◆ **Task details**:
When a line of the records below contains the string "window", copy that whole line.

[Saved data entries]
====

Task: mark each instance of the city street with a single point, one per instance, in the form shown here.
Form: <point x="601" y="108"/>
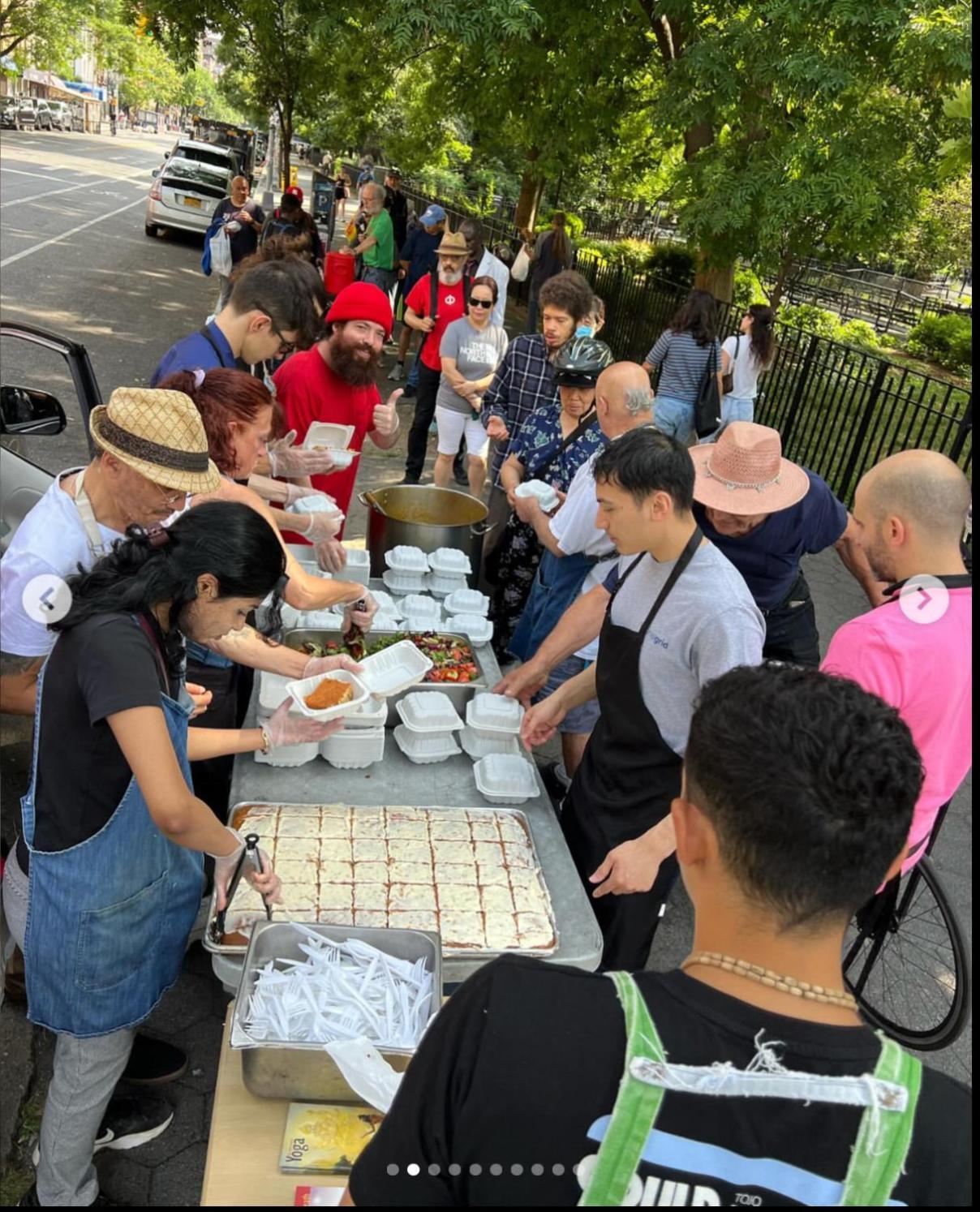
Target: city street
<point x="74" y="258"/>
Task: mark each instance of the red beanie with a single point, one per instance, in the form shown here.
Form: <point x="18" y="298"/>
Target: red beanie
<point x="363" y="301"/>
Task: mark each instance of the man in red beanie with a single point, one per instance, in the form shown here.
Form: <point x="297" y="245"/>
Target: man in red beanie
<point x="334" y="382"/>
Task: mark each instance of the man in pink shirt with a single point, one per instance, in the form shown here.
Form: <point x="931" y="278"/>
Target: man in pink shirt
<point x="915" y="650"/>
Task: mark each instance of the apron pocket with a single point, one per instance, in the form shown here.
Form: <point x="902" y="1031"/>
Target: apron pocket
<point x="117" y="942"/>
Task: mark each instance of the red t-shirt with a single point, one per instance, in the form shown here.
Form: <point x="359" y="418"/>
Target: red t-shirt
<point x="309" y="390"/>
<point x="451" y="306"/>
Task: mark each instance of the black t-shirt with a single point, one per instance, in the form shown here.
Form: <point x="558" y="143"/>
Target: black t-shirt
<point x="96" y="669"/>
<point x="245" y="242"/>
<point x="520" y="1072"/>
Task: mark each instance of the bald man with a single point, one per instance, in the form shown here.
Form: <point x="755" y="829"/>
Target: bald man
<point x="577" y="557"/>
<point x="915" y="650"/>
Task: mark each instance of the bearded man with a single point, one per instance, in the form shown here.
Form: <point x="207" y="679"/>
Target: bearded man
<point x="334" y="382"/>
<point x="434" y="302"/>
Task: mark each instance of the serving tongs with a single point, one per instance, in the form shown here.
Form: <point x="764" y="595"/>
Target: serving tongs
<point x="251" y="853"/>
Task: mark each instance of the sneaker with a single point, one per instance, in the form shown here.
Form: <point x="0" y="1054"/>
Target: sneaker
<point x="129" y="1121"/>
<point x="154" y="1062"/>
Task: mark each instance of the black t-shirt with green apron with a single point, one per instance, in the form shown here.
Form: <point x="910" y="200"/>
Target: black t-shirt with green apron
<point x="112" y="900"/>
<point x="514" y="1086"/>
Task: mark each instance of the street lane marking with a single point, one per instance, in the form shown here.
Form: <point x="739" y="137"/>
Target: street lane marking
<point x="66" y="235"/>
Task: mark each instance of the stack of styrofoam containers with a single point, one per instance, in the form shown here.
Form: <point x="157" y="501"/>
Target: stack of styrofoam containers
<point x="493" y="723"/>
<point x="428" y="721"/>
<point x="406" y="569"/>
<point x="449" y="569"/>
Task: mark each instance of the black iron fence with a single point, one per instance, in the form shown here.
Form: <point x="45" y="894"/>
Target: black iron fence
<point x="839" y="410"/>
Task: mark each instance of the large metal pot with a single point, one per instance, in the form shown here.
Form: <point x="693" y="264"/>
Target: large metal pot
<point x="423" y="517"/>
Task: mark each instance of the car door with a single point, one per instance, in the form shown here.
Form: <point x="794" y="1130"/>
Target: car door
<point x="34" y="361"/>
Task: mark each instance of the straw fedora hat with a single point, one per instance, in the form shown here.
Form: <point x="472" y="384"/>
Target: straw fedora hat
<point x="453" y="244"/>
<point x="744" y="471"/>
<point x="159" y="434"/>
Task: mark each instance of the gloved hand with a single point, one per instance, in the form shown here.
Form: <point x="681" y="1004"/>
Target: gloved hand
<point x="327" y="664"/>
<point x="332" y="555"/>
<point x="365" y="617"/>
<point x="282" y="728"/>
<point x="268" y="883"/>
<point x="292" y="462"/>
<point x="321" y="527"/>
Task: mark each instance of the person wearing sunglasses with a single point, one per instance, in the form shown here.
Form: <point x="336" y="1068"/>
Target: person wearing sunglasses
<point x="471" y="350"/>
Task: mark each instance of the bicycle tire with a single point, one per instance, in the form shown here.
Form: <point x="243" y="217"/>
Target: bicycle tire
<point x="881" y="956"/>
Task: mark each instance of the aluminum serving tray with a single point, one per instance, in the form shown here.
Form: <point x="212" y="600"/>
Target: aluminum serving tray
<point x="238" y="949"/>
<point x="459" y="692"/>
<point x="301" y="1070"/>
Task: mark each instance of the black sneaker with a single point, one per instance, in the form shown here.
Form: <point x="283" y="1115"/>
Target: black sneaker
<point x="154" y="1062"/>
<point x="130" y="1120"/>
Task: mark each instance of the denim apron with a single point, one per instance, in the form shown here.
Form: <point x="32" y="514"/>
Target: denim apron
<point x="557" y="584"/>
<point x="108" y="919"/>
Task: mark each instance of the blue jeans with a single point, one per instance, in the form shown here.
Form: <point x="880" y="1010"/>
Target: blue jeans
<point x="733" y="409"/>
<point x="675" y="417"/>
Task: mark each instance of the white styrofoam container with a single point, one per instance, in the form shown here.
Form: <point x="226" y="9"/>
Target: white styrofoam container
<point x="358" y="566"/>
<point x="403" y="582"/>
<point x="394" y="669"/>
<point x="466" y="601"/>
<point x="354" y="750"/>
<point x="289" y="755"/>
<point x="407" y="559"/>
<point x="476" y="628"/>
<point x="494" y="716"/>
<point x="428" y="711"/>
<point x="505" y="778"/>
<point x="449" y="561"/>
<point x="301" y="689"/>
<point x="423" y="748"/>
<point x="325" y="433"/>
<point x="479" y="746"/>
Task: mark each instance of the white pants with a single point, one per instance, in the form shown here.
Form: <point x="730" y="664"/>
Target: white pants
<point x="452" y="426"/>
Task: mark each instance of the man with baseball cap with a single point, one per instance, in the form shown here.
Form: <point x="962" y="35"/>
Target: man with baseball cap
<point x="417" y="258"/>
<point x="334" y="382"/>
<point x="764" y="513"/>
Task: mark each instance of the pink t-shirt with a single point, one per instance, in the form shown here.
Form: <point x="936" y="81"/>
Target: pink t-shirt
<point x="925" y="670"/>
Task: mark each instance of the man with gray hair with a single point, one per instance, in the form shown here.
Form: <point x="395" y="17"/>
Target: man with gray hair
<point x="377" y="247"/>
<point x="577" y="557"/>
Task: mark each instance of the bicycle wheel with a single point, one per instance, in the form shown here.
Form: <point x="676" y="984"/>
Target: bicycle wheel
<point x="906" y="962"/>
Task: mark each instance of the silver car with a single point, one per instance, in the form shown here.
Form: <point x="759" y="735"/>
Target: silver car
<point x="184" y="196"/>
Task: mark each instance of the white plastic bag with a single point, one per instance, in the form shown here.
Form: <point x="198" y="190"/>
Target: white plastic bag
<point x="521" y="267"/>
<point x="221" y="253"/>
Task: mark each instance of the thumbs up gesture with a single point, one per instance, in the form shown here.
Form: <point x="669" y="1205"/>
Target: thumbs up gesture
<point x="385" y="421"/>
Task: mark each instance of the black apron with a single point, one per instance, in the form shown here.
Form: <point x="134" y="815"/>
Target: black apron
<point x="625" y="783"/>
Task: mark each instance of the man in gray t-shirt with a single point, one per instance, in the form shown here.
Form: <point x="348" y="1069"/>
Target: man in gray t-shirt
<point x="673" y="615"/>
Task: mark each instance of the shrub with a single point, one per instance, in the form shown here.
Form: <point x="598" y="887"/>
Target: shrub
<point x="946" y="340"/>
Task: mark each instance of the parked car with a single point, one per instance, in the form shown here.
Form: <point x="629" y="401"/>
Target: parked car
<point x="34" y="113"/>
<point x="61" y="114"/>
<point x="184" y="194"/>
<point x="9" y="113"/>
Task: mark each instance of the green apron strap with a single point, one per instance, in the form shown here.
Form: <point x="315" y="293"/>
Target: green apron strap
<point x="636" y="1106"/>
<point x="877" y="1160"/>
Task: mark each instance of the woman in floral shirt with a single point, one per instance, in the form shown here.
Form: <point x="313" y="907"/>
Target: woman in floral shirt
<point x="552" y="445"/>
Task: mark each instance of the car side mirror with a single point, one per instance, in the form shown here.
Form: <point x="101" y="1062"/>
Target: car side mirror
<point x="26" y="411"/>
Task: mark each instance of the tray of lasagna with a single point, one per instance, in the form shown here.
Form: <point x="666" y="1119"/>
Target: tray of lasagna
<point x="471" y="874"/>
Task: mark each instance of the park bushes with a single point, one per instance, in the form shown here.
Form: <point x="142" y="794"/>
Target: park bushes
<point x="946" y="340"/>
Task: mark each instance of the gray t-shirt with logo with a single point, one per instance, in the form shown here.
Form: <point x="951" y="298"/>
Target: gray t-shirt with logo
<point x="478" y="353"/>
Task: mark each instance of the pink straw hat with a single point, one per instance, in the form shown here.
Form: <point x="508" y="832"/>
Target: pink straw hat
<point x="744" y="471"/>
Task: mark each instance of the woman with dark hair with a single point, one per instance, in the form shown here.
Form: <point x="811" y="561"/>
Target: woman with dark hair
<point x="113" y="836"/>
<point x="471" y="350"/>
<point x="746" y="356"/>
<point x="550" y="253"/>
<point x="685" y="350"/>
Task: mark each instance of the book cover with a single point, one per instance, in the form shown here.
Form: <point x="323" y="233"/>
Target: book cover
<point x="325" y="1138"/>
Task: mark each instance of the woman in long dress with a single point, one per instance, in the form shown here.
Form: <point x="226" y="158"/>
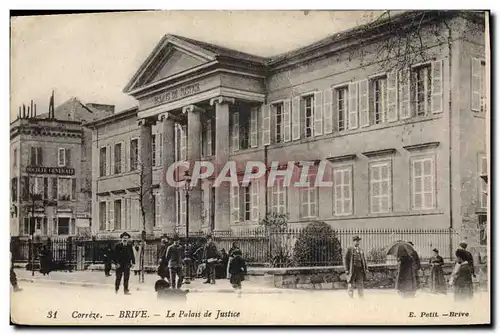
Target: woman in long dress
<point x="406" y="278"/>
<point x="137" y="249"/>
<point x="437" y="281"/>
<point x="461" y="277"/>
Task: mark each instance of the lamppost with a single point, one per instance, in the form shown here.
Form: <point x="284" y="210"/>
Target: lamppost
<point x="187" y="190"/>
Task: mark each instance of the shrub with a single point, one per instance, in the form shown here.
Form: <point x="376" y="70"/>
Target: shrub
<point x="317" y="245"/>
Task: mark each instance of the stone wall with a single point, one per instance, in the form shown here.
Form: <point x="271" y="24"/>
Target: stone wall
<point x="333" y="277"/>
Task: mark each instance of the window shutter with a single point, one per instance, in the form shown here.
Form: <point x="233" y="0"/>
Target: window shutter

====

◆ **Expected output**:
Task: mark each instance of the window shutter with a single point, one per instance, in the form shown here.
Target: window shutter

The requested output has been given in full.